> _TÂCHE COURTE_
Peux-tu reproduire sans aucune modification le passage du texte sur Mario Lanza qui va de « Etrange cycle que » jusqu'à « Première Guerre Mondiale. » inclus ?

> _EXTRAIT À LIRE_
- - - - - - -

Rechercher





Ecouter Mario Lanza

Leoncavallo : VESTI LA GIUBBA
Dicitencello Vuie
Verdi: OTELLO "Dio mi potevi"
Na sera e maggio
Serenade de Romberg
Leoncavallo: LA BOHEME
Giordano: ANDREA CHENIER














Retour aux rives Italiques


Etrange cycle que la vie de Mario Lanza, singulier retour aux sources !

Né à « Little Italy », quartier italien de South Philadelphia, en Pennsylvanie, parvenu au zénith de Hollywood, il faisait entrer l’Opéra dans des millions de foyers par le cinéma, les disques et les concerts, puis il rompait avec la Metro Goldwyn Mayer, dont le vieux Mayer, son protecteur, avait été écarté, et quittait l’Amérique pour l’Italie, faisant le chemin inverse de celui de son père, émigrant italien pensionné de la Première Guerre Mondiale.

- - - - - - -

> _MATÉRIEL FOURNI_
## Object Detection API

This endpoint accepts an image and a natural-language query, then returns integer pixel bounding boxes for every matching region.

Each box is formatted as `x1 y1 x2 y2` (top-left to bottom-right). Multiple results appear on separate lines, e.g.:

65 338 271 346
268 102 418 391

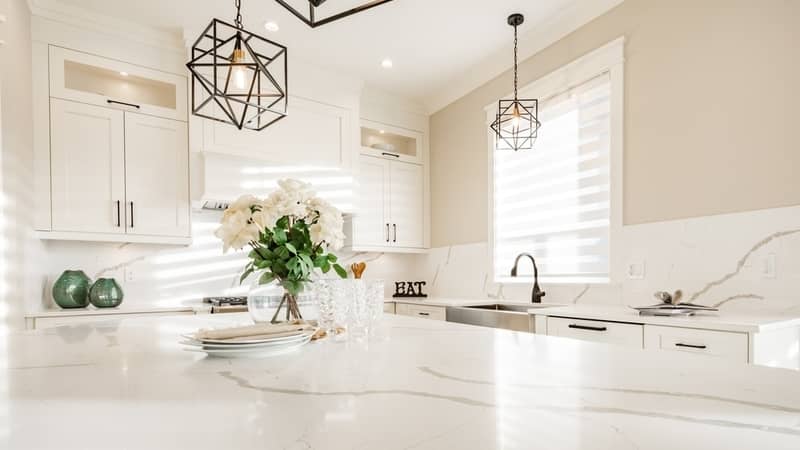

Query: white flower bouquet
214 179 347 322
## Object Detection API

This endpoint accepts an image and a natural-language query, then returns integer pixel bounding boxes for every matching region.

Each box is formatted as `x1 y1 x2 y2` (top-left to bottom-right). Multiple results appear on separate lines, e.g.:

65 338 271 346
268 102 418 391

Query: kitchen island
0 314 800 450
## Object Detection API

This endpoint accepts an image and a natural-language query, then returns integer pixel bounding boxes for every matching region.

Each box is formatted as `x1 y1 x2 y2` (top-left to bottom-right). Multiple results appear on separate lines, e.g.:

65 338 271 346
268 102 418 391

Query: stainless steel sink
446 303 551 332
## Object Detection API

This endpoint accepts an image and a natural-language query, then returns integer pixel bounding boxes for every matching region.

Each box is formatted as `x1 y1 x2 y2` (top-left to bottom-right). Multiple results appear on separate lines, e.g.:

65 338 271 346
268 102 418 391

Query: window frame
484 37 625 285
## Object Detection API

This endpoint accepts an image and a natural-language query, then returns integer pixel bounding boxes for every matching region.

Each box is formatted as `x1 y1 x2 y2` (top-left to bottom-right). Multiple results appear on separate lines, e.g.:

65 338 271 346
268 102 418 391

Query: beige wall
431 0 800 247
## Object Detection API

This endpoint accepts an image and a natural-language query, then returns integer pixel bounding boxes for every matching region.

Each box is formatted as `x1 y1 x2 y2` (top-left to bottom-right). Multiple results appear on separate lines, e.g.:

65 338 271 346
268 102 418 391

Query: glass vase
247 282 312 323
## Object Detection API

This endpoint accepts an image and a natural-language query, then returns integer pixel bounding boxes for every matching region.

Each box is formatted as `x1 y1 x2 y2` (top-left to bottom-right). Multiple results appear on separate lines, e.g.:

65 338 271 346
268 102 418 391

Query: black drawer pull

- - - - - - -

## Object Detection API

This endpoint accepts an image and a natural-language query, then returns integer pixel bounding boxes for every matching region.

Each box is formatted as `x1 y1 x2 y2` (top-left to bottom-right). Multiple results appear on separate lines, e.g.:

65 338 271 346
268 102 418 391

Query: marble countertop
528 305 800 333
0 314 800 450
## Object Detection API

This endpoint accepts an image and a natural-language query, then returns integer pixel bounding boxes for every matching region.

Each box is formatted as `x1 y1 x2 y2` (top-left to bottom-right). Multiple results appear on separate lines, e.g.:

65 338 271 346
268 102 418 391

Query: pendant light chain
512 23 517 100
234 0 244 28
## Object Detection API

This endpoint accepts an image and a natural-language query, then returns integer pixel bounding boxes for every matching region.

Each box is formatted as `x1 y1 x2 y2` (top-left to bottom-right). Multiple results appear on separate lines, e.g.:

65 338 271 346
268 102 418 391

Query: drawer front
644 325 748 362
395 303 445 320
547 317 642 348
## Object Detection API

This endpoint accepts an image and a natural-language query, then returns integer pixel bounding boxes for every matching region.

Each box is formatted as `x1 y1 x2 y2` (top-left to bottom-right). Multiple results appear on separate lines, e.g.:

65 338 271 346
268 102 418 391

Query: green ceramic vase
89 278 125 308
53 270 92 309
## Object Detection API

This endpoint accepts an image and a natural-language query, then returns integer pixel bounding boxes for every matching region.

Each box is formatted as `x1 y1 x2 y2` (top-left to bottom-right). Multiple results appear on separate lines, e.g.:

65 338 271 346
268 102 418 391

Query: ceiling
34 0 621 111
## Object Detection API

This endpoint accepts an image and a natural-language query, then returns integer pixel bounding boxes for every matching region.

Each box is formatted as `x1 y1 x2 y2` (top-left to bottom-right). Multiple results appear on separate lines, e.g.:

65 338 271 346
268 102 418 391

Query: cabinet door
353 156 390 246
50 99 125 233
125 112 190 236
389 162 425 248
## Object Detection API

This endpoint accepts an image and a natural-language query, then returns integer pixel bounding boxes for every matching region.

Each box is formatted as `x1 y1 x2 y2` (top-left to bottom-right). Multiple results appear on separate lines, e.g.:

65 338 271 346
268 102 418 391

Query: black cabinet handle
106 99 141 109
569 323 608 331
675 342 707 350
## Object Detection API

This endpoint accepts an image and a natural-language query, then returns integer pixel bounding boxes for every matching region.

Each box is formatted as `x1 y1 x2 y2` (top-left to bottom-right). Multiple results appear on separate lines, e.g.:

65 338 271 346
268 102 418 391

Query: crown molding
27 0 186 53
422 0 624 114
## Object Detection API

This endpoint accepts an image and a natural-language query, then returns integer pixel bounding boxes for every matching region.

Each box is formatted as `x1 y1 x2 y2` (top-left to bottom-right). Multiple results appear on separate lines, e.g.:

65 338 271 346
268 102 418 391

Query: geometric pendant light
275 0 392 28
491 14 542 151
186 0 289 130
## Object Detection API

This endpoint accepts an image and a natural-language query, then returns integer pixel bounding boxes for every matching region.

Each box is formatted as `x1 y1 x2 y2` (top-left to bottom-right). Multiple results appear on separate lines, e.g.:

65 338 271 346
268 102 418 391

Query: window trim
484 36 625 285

- - - - - - -

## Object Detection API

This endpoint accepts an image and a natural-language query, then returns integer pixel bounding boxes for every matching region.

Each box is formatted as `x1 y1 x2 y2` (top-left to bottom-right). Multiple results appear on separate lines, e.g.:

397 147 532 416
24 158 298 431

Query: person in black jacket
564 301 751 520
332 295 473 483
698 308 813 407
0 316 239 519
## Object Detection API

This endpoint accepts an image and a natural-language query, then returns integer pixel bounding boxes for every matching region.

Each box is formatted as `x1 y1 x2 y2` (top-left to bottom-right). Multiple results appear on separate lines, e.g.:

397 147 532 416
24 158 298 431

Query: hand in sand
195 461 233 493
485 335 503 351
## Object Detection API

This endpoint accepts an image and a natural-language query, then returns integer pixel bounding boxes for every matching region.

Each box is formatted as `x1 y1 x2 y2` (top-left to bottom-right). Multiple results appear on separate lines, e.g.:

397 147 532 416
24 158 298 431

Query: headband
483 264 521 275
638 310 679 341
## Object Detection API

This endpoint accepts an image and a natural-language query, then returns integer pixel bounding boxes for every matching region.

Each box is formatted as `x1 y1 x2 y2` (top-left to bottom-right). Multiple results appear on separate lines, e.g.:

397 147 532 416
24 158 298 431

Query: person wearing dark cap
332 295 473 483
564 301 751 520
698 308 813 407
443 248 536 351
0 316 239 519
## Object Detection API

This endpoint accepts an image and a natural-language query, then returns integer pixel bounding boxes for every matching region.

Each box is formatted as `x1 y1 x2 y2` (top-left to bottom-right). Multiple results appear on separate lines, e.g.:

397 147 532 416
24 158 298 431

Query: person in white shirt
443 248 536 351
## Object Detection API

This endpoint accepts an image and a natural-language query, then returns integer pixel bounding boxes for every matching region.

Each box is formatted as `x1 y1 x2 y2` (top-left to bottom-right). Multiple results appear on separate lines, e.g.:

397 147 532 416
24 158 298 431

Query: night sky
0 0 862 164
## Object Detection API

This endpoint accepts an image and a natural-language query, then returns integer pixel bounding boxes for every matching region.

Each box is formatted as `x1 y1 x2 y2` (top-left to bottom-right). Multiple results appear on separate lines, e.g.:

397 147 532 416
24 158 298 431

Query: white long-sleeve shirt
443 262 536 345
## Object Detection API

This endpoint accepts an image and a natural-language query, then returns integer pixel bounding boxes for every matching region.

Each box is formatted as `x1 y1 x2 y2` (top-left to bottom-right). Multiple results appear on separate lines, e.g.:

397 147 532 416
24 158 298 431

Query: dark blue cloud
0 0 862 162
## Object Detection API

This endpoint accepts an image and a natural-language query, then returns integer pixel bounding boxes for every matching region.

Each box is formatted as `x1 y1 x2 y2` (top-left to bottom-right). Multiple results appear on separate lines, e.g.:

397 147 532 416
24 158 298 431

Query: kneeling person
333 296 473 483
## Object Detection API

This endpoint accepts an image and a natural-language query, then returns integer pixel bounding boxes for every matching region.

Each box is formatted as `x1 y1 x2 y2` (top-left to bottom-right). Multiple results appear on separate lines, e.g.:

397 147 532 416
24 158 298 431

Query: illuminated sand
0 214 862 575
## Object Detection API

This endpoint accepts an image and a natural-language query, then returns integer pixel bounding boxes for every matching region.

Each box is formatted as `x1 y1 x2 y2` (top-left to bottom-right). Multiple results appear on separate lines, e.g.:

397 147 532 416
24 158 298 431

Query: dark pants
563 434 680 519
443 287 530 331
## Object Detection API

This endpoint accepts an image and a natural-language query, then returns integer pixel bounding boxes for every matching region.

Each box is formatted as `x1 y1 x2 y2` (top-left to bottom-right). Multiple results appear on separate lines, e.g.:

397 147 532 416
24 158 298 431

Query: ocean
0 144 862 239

- - - - - - -

> _SOLUTION COMPLÈTE_
Etrange cycle que la vie de Mario Lanza, singulier retour aux sources !

Né à « Little Italy », quartier italien de South Philadelphia, en Pennsylvanie, parvenu au zénith de Hollywood, il faisait entrer l’Opéra dans des millions de foyers par le cinéma, les disques et les concerts, puis il rompait avec la Metro Goldwyn Mayer, dont le vieux Mayer, son protecteur, avait été écarté, et quittait l’Amérique pour l’Italie, faisant le chemin inverse de celui de son père, émigrant italien pensionné de la Première Guerre Mondiale.